What this task involves: Reproduce every one of the rows below verbatim, line for line, but omit the pictures.

Entries for pointing and labeling:
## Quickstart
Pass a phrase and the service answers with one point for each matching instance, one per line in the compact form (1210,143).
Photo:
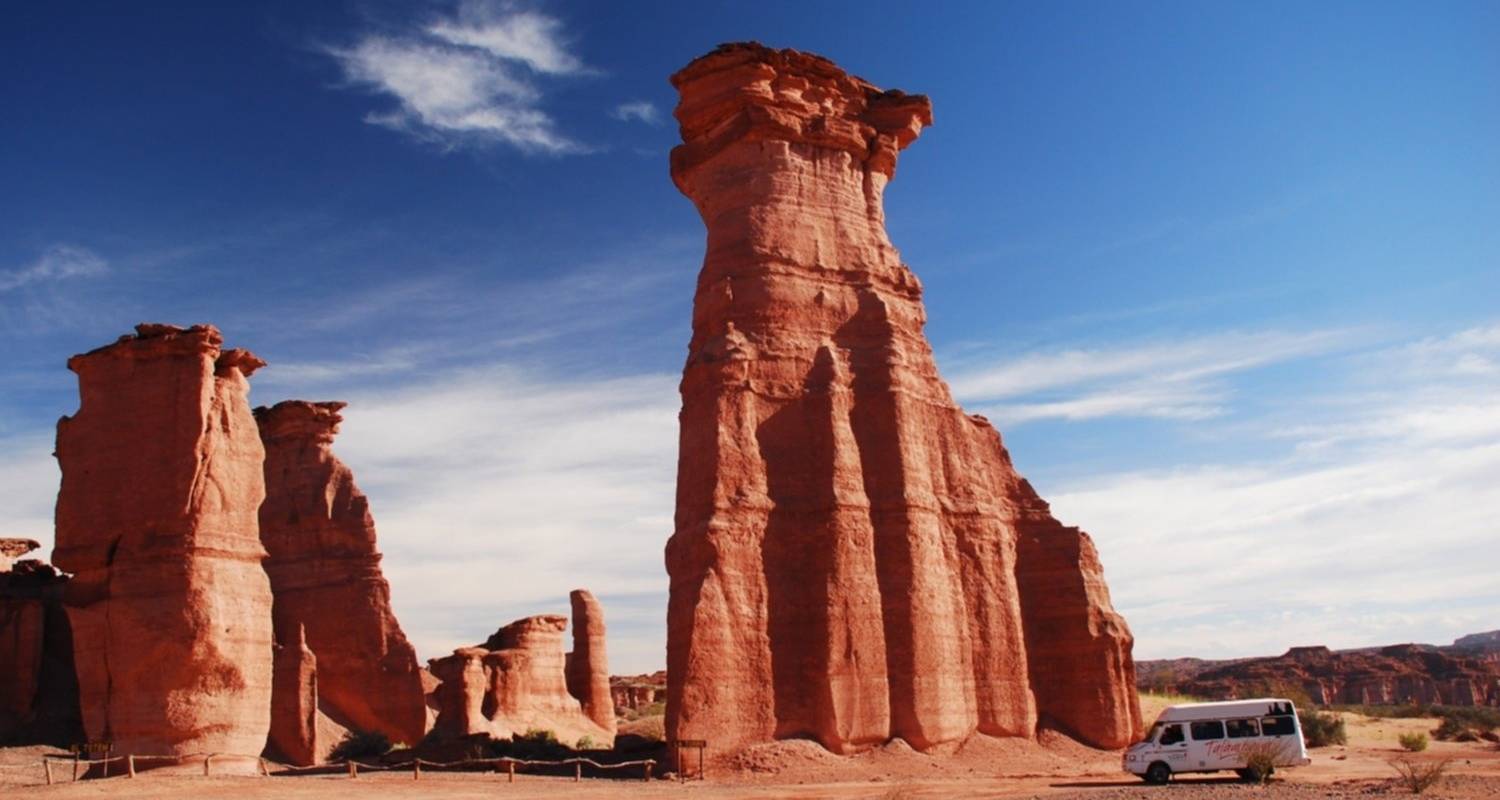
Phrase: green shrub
(1418,776)
(1466,722)
(360,745)
(1260,763)
(1323,728)
(1413,742)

Solution:
## Quickstart
Pass a phrase and the service answers with one point for each matching instance, one per line in the compact form (1210,143).
Photo:
Phrase: green shrub
(1418,776)
(1466,722)
(360,745)
(1260,763)
(1323,728)
(1413,742)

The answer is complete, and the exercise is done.